**ASSIGNED TASK**
In the account of a family situation below, copy word for word the part that starts with the words containing "Two years ago" and ends with "everything went wrong!".

**EXCERPT PROVIDED**
My husband and I are struggling to deal with an awful situation we find ourselves in. My son met and fell in love with a lovely girl when in his early twenty's. For the following ten years she was a huge part of our family. We loved her as did our three other son's. There were a few occasions during those years that my son would say she was always arguing or having hysterics. Often he would tell us she didn't like seeing any of his (lifelong) friends. This often resulted in him cancelling weekend arrangements and bemoaning having to stay at home with just her. We never ever saw any of this behavior from her and just put it down to typical couple arguments and the fact that maybe she was just a lovely homely girl.

Two years ago he rekindled a relationship with a girl that he had met during his teenage years. They were teenage 'sweethearts', but sadly for him she left him for someone else who she later married, then separated from. Our son told us he loved her and wanted to make a life with her. The obvious problem was leaving his girlfriend. Personally we were upset at possibly not having his girlfriend in our lives anymore. But we told him whatever his decision we would always support him. Then everything went wrong!

A friend of his girlfriend told her what was happening and quite obviously she was very upset. To cut a long story short my son decided to stay with his girlfriend. Three months later he told us that his girlfriend had decided to come of the pill without his knowledge and subsequently became pregnant. At this point they privately got engaged.

They also cut ties with all his friends. People he had known for years. Couples we had known and whose marriages we were invited to. Myself and my other son's were very forcibly told to delete them all from Facebook. We complied reluctantly but thought it was just a short term thing.

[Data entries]
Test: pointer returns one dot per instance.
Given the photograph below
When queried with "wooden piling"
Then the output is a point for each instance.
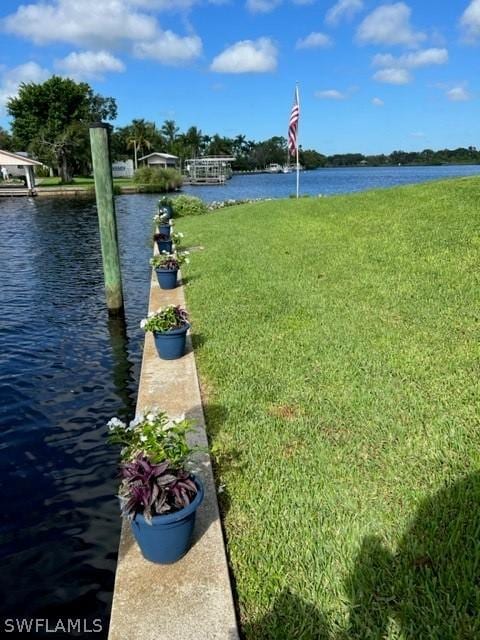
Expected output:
(102, 173)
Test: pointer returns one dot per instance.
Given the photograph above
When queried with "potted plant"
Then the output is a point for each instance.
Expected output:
(164, 241)
(165, 206)
(167, 265)
(169, 326)
(162, 221)
(158, 494)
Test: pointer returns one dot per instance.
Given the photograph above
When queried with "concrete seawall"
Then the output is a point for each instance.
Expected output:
(192, 599)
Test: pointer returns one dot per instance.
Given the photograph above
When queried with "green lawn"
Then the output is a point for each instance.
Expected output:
(337, 341)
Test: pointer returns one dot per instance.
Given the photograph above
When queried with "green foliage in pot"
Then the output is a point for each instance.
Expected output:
(165, 319)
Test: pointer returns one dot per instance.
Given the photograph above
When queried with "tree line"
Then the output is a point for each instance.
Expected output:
(51, 120)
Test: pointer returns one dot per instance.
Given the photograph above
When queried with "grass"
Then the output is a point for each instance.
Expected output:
(337, 344)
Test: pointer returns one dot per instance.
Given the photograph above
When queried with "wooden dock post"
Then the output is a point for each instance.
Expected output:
(102, 173)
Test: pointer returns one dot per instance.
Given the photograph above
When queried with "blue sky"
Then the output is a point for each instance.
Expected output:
(373, 76)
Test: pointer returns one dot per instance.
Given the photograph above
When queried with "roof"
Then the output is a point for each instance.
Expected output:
(165, 156)
(15, 159)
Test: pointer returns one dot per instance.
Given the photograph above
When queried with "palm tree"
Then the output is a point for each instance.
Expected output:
(170, 130)
(193, 139)
(139, 138)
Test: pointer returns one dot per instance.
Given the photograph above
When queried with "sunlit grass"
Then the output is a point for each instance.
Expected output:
(337, 343)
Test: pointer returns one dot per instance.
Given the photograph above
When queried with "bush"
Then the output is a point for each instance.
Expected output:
(188, 206)
(42, 172)
(153, 180)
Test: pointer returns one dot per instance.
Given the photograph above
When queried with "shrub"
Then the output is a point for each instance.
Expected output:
(188, 206)
(153, 180)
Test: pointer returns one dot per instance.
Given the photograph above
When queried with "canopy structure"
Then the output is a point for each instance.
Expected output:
(15, 163)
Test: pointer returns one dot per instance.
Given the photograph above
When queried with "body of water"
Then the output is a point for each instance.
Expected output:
(66, 368)
(326, 181)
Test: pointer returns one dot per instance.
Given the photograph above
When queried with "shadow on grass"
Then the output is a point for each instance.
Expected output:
(198, 340)
(429, 589)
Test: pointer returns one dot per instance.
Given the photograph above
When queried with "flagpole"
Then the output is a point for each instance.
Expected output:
(296, 150)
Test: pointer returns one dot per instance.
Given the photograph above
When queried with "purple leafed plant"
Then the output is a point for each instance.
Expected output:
(154, 489)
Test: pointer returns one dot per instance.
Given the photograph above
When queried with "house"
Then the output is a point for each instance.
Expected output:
(160, 160)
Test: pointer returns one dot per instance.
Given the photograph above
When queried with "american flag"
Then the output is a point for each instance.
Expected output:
(293, 125)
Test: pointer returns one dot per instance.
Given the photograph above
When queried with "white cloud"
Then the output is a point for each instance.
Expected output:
(247, 56)
(94, 23)
(389, 24)
(458, 94)
(12, 78)
(330, 94)
(262, 6)
(392, 75)
(343, 9)
(169, 48)
(421, 58)
(313, 40)
(470, 20)
(89, 64)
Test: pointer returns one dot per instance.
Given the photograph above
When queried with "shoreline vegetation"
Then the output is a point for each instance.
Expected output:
(337, 347)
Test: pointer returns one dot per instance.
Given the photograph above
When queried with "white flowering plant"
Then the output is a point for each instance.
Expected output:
(154, 436)
(165, 319)
(170, 261)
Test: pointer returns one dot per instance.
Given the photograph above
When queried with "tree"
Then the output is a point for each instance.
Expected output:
(6, 142)
(51, 120)
(193, 141)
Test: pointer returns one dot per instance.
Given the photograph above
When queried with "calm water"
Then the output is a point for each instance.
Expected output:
(326, 181)
(65, 369)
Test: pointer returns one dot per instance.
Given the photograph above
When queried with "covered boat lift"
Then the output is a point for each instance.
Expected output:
(18, 165)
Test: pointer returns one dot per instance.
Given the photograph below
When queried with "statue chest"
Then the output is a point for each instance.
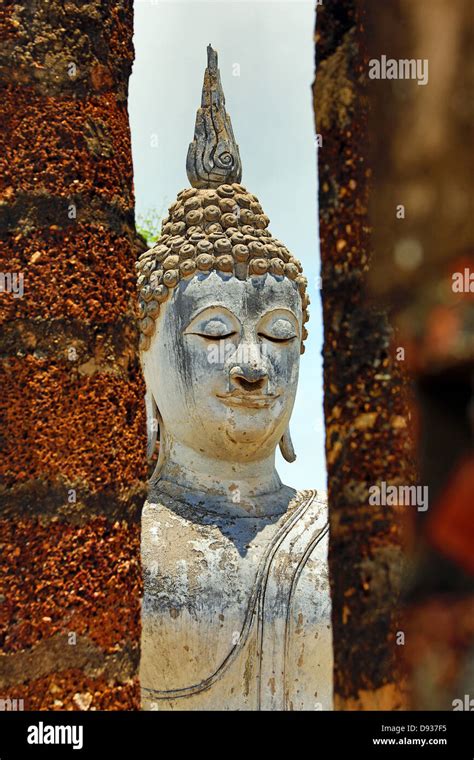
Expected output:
(236, 613)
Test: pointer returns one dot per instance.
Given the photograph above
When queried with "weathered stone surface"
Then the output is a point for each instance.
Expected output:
(236, 608)
(365, 401)
(213, 156)
(70, 384)
(423, 271)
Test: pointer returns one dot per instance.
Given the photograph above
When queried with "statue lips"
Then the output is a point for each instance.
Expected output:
(250, 400)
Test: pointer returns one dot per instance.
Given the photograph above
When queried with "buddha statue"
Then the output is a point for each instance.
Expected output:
(236, 607)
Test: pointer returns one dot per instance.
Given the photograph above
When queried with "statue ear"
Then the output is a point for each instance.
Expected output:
(286, 446)
(152, 423)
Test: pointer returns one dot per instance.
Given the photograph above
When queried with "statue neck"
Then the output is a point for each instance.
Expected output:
(247, 488)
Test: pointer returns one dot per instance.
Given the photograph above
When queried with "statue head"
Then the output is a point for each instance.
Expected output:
(222, 307)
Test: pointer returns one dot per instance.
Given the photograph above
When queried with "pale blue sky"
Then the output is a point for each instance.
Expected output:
(266, 59)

**OUTPUT FOR THIS EXERCISE**
Two years ago he rekindled a relationship with a girl that he had met during his teenage years. They were teenage 'sweethearts', but sadly for him she left him for someone else who she later married, then separated from. Our son told us he loved her and wanted to make a life with her. The obvious problem was leaving his girlfriend. Personally we were upset at possibly not having his girlfriend in our lives anymore. But we told him whatever his decision we would always support him. Then everything went wrong!